▶ _Your task_: Output exactly, please, the lines of the records below from the one containing "Please indicate the grass" through the final line.

▶ _Record set_:

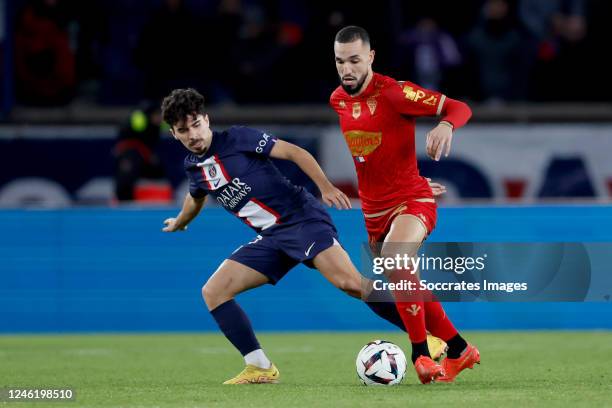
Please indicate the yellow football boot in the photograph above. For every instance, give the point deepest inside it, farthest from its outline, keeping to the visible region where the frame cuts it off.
(437, 347)
(256, 375)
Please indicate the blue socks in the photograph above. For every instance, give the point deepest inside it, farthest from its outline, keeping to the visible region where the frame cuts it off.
(236, 326)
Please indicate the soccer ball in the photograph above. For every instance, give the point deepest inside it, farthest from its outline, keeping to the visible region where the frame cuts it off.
(381, 363)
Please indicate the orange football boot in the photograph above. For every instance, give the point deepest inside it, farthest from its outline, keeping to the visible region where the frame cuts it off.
(427, 369)
(453, 366)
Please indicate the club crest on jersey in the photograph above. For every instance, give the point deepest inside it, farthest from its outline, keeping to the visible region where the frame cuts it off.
(212, 173)
(371, 105)
(362, 143)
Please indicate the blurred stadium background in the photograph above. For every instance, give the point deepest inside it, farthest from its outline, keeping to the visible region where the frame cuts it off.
(89, 173)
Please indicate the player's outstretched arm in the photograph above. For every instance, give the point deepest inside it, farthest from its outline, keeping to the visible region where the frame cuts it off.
(304, 160)
(191, 208)
(436, 188)
(455, 115)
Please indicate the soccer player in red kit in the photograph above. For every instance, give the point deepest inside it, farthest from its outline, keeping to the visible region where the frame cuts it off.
(377, 117)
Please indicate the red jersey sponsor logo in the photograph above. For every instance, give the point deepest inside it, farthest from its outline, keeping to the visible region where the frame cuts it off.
(362, 143)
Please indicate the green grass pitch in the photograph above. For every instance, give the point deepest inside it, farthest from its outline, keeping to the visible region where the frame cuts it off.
(521, 369)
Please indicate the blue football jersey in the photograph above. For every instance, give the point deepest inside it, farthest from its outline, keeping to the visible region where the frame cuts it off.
(236, 170)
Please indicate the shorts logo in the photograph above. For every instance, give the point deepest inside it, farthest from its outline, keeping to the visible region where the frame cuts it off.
(422, 217)
(262, 143)
(371, 105)
(309, 248)
(413, 310)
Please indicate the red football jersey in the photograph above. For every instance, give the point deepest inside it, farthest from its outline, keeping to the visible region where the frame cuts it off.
(379, 129)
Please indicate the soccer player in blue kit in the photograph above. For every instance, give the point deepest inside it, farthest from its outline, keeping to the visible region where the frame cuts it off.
(233, 168)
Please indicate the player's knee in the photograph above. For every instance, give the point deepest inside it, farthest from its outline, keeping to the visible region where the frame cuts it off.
(350, 286)
(208, 294)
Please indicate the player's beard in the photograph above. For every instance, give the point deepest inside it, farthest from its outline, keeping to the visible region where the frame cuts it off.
(352, 90)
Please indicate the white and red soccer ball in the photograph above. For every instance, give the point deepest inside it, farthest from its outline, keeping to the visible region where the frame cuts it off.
(381, 362)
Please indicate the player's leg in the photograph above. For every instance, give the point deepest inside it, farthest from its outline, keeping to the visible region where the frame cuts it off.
(230, 279)
(404, 238)
(252, 265)
(336, 266)
(460, 354)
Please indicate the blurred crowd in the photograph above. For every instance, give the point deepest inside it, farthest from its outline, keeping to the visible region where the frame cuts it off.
(278, 51)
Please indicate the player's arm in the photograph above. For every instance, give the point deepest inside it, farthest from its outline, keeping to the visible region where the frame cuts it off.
(407, 98)
(191, 208)
(439, 139)
(304, 160)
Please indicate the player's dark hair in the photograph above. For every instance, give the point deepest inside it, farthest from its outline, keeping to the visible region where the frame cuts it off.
(181, 103)
(352, 33)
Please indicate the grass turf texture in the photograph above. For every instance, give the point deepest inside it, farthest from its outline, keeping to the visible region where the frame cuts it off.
(317, 369)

▶ _Answer to this problem_:
Please indicate the grass turf texture in the photograph above. For every instance, give the point deepest inside it, farthest from its outline, keeping to the visible region where the frame cuts it off.
(317, 369)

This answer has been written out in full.